**What to do:**
**a.** Reproduce a passage from the forum thread on telling words from non-words. Begin at the words "UPD. (for the" and stop after the words "complicated edge cases.".
**b.** In the forum thread on telling words from non-words, what list does the posted answer show as its code's output?
═════ Document segment
0

After lemmatization of text I have a list of lemmas. For each element of this list I would like to figure out is it a word ("cat", "dog", "go", "red") or non-word (".","rand_yh4jhdf","'''","100x200","42,44,46","22:00","xxx___BATMAN___xxx"). Is this problem have a simple solution? How can I differ word vs non-word with Python and NLTK?

UPD. (for the question what a word is) I want to clear my list from total garbage. Remove what is totally not a word. Don't touch complicated edge cases.

Nik
  • 105
  • 1
  • 7
  • How do you define a word ? Is it something that exists in the dictionary? Or rather something that consists of letters and not numbers or punctuation ? In the second case "jklsddjladajjlk" would be classified as a word. But in the first it wouldn't as you can't find it in any dictionary. – pawelty Jan 18 '17 at 13:03
  • I don't have the strict definition for a word. A word is what a word for average person. Looks like my problem have no simple solution. – Nik Jan 18 '17 at 13:06
  • If you expect English words there maybe this solution would help you http://stackoverflow.com/questions/3788870/how-to-check-if-a-word-is-an-english-word-with-python . If you just want to check if it doesn't have numbers and punctuation and do have vocals (each word has vocals, right?) you could just write simple tests for that (regex?). – pawelty Jan 18 '17 at 13:13

1 Answers1

0

The following would only returns strings without numbers and punctuation:

import re
test = [".","rand_yh4jhdf","''","100x200","42,44,46","22:00","xxx___BATMAN___xxx", "dog", "cat", "computer"]

words = [word for word in test if re.match("^[a-zA-Z]*$", word)]
print(words)

output:

['dog', 'cat', 'computer']
pawelty
  • 1,000
  • 8
  • 27
══════════
═════ Dataset rows
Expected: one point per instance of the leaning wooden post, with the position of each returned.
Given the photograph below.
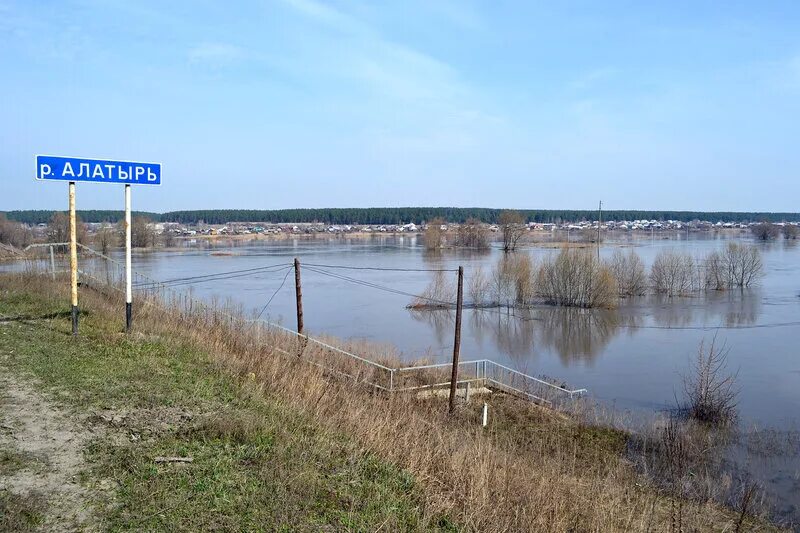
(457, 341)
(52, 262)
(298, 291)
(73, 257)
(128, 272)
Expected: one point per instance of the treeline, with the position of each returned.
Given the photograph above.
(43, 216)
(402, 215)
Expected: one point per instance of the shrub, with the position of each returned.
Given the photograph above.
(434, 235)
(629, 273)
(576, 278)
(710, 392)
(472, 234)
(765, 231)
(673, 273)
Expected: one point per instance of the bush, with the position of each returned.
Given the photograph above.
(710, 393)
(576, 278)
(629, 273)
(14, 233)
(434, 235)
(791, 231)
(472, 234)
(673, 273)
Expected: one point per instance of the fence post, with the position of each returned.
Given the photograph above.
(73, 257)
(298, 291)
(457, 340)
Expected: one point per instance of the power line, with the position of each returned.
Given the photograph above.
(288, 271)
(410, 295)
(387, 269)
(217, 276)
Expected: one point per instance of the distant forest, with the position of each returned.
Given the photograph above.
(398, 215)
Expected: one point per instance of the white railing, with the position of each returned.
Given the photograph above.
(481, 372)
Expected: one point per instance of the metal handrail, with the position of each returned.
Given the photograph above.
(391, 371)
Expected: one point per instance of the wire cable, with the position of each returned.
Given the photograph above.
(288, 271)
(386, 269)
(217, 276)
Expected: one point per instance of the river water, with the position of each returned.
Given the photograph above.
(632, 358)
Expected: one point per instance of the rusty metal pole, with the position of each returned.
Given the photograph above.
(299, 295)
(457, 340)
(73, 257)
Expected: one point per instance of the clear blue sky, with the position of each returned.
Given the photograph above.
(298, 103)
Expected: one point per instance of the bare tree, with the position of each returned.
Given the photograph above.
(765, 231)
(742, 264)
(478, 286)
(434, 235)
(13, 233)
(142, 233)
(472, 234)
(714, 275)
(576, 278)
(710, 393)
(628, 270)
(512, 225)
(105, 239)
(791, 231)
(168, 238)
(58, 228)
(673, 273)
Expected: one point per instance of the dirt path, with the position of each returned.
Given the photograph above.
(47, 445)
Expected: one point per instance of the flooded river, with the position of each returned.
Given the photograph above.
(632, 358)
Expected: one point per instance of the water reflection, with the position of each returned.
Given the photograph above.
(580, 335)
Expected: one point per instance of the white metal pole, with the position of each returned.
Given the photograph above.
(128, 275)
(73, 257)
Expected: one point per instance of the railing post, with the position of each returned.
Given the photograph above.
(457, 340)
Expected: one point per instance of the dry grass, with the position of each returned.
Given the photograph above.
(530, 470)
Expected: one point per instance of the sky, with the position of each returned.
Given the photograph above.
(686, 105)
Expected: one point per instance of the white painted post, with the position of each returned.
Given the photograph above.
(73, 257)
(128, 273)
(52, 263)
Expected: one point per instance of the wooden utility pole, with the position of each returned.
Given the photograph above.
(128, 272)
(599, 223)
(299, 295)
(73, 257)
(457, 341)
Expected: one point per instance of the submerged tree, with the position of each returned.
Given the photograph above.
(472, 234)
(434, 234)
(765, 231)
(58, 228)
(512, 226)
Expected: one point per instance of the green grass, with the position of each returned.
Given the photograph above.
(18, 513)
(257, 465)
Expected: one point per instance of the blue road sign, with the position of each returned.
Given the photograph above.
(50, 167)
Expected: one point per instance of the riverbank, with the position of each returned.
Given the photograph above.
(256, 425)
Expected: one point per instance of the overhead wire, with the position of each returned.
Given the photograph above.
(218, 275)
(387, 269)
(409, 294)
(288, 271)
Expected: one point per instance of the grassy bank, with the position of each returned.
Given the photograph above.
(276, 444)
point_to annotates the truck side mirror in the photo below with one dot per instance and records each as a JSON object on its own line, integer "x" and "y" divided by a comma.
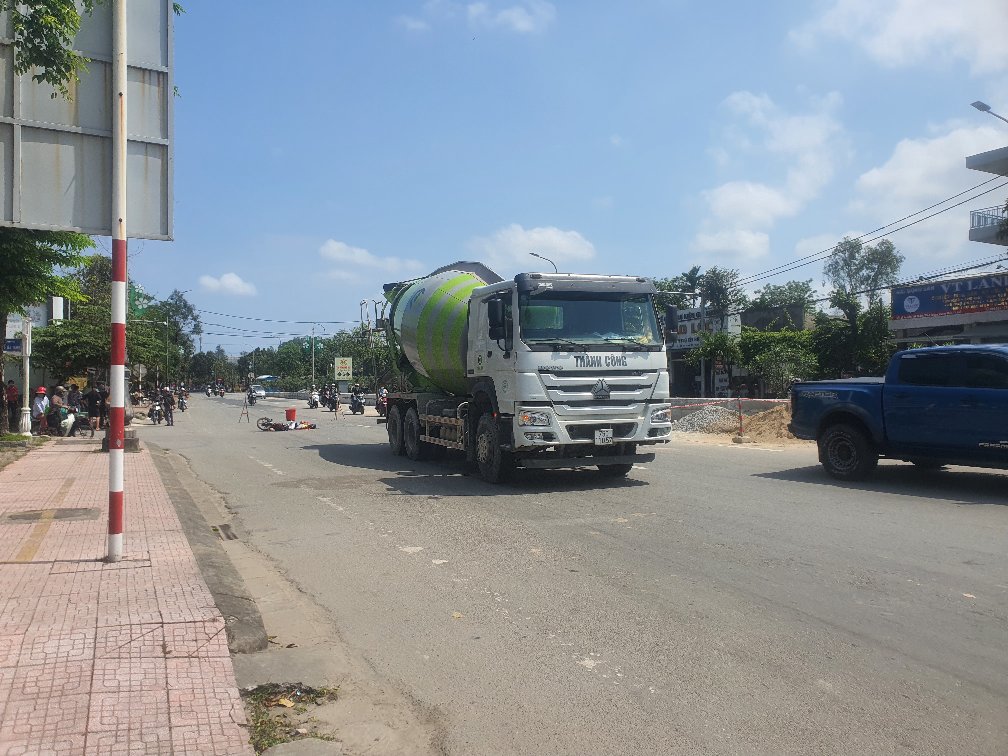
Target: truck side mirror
══════════
═════ Dataset rows
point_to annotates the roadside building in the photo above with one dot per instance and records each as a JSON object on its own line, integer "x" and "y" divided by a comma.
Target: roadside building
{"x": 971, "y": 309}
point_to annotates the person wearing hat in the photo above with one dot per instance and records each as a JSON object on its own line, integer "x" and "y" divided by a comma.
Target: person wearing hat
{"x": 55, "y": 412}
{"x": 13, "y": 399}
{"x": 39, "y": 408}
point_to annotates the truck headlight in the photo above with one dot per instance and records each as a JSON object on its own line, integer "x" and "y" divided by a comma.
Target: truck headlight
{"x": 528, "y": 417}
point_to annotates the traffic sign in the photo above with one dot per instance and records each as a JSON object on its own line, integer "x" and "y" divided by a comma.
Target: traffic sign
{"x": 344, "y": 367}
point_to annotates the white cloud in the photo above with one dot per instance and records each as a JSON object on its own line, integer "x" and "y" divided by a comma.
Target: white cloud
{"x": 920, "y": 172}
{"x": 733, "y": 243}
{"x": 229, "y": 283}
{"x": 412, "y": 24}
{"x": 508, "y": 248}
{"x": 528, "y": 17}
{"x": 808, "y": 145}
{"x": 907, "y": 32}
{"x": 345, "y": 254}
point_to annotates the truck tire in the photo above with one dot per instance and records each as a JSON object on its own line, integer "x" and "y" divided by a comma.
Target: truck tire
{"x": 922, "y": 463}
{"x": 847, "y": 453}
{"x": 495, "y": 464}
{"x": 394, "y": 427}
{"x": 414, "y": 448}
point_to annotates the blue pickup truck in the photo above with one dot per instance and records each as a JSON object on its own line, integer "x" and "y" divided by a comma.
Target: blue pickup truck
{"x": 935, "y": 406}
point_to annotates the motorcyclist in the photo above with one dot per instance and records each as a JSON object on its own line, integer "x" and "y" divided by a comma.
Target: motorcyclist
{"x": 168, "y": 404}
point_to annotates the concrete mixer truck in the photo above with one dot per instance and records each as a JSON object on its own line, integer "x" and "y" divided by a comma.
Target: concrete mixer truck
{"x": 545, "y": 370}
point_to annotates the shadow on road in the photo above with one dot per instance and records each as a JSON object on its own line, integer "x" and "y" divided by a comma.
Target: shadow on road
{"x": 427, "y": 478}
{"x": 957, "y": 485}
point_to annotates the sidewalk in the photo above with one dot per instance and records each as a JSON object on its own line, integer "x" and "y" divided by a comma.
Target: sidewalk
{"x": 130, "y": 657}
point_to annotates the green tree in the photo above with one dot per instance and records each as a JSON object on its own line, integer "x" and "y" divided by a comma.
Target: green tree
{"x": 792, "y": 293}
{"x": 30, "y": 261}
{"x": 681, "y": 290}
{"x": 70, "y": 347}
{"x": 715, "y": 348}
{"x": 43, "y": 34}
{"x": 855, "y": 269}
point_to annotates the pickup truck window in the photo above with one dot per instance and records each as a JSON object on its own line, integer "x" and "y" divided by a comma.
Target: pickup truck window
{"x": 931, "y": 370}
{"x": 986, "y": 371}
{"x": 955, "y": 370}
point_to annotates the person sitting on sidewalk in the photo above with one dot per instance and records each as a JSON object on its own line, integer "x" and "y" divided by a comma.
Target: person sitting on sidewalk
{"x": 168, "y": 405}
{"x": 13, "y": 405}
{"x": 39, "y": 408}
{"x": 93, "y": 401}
══════════
**Written answers:**
**a.**
UPD. (for the question what a word is) I want to clear my list from total garbage. Remove what is totally not a word. Don't touch complicated edge cases.

**b.** ['dog', 'cat', 'computer']